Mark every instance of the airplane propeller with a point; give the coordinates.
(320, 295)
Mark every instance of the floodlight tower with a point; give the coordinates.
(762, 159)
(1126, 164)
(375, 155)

- - - -

[GOAL OF THE EXERCISE]: Having found the line with "Mark every instance of the floodlight", please set it down along with every line after it through the end of the material above, exactly and with nothing added.

[TASK RESPONSE]:
Mark every instance of the floodlight tower with a point; give the coordinates.
(762, 159)
(1126, 164)
(375, 155)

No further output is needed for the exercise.